■ WORK TASK ■
Summarize the mailing-list exchange about dump size in two sentences.

Start of SUPPLIED PASSAGE

It might happen because of the type of
data you have ( binary images). The compression for binary files is notorious horrible
since there is a small chance of occurrence of same chars
In other words it is possible since during
compression there are additional chars added for checksums and redundancy
This would normally happen on small binary
files, though.
-----Original Message-----
From:
pgsql-admin-owner@xxxxxxxxxxxxxx [mailto:pgsql-admin-owner@xxxxxxxxxxxxxx] On Behalf Of Nicola Mauri
Sent: Wednesday, June
21, 2006 10:30 AM
To: pgsql-admin@xxxxxxxxxxxxxx
Subject: [ADMIN] Dump size bigger
than pgdata size?
[sorry if this was previously asked: list searches seem
to be down]
I'm
using pg_dump to take a full backup of my database using a compressed format:
$ pg_dump -Fc my_db > /backup/my_db.dmp
It
produces a 6 GB file whereas the pgdata uses only 5 GB of disk space:
$ ls -l /backup
-rw-r--r-- 6592715242 my_db.dmp
$ du -b /data
5372269196 /data
How
could it be?
As
far as I know, dumps should be smaller than filesystem datafile since they do
not store indexes, etc.
Database
contains about one-hundred-thousands binary images, some of which may be
already compressed. So i tried the --compress=0 option but this produces a dump
that does not fit on my disk (more than 11 GB).
I'm
using postgres 8.1.2 on RHEL4.
So,
what can I do to diagnose the problem?

End of SUPPLIED PASSAGE
Start of DATA SHOWN

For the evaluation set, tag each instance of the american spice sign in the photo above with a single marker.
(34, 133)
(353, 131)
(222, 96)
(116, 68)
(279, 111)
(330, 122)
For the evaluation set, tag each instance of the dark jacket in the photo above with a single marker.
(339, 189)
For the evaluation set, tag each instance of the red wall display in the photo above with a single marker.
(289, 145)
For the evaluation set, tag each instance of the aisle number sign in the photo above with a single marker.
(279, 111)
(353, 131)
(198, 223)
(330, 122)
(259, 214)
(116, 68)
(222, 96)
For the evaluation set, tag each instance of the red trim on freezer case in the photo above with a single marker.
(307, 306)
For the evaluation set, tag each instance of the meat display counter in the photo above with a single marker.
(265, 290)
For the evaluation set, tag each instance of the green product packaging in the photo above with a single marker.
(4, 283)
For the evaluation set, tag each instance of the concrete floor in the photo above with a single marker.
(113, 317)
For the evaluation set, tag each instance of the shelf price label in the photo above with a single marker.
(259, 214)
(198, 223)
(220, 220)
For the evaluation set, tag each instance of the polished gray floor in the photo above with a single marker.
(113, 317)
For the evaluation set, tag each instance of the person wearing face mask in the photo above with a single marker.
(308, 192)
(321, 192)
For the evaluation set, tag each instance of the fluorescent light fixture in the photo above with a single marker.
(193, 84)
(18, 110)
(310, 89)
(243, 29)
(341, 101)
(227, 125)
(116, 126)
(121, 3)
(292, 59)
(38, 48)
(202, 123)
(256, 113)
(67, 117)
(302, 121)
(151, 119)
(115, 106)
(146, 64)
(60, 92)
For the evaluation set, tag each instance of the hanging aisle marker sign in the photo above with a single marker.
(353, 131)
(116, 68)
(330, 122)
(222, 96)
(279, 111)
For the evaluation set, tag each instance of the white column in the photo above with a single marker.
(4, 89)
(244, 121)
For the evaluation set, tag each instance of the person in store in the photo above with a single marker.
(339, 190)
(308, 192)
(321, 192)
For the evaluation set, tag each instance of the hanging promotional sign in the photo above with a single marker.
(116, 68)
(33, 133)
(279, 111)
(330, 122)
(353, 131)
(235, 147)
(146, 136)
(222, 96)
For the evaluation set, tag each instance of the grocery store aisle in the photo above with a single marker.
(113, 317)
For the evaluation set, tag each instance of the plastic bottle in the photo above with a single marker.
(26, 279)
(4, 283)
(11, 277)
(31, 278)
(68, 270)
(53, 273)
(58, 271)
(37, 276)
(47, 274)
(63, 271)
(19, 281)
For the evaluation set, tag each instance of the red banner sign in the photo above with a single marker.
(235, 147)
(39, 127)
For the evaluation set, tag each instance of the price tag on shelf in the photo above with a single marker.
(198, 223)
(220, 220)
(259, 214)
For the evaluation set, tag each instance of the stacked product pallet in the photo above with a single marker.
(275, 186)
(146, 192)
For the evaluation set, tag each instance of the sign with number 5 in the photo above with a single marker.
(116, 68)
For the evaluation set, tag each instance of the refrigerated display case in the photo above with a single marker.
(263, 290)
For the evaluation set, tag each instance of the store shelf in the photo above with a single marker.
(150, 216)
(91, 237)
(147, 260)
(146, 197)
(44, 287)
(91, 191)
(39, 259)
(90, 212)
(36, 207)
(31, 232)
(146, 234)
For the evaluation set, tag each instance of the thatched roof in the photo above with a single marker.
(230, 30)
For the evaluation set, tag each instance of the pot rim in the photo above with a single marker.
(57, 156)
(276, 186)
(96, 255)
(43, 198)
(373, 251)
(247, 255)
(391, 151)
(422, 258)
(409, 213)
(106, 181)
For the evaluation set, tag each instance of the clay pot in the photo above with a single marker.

End of DATA SHOWN

■ WRITTEN ANSWER ■
The original message reports that a compressed pg_dump of a database holding about one hundred thousand binary images produced a 6 GB file while pgdata used only 5 GB, and that turning compression off gave a dump of more than 11 GB. The reply suggests the binary image data may be the cause, since binary files compress poorly and compression adds characters for checksums and redundancy, although this would normally happen on small binary files.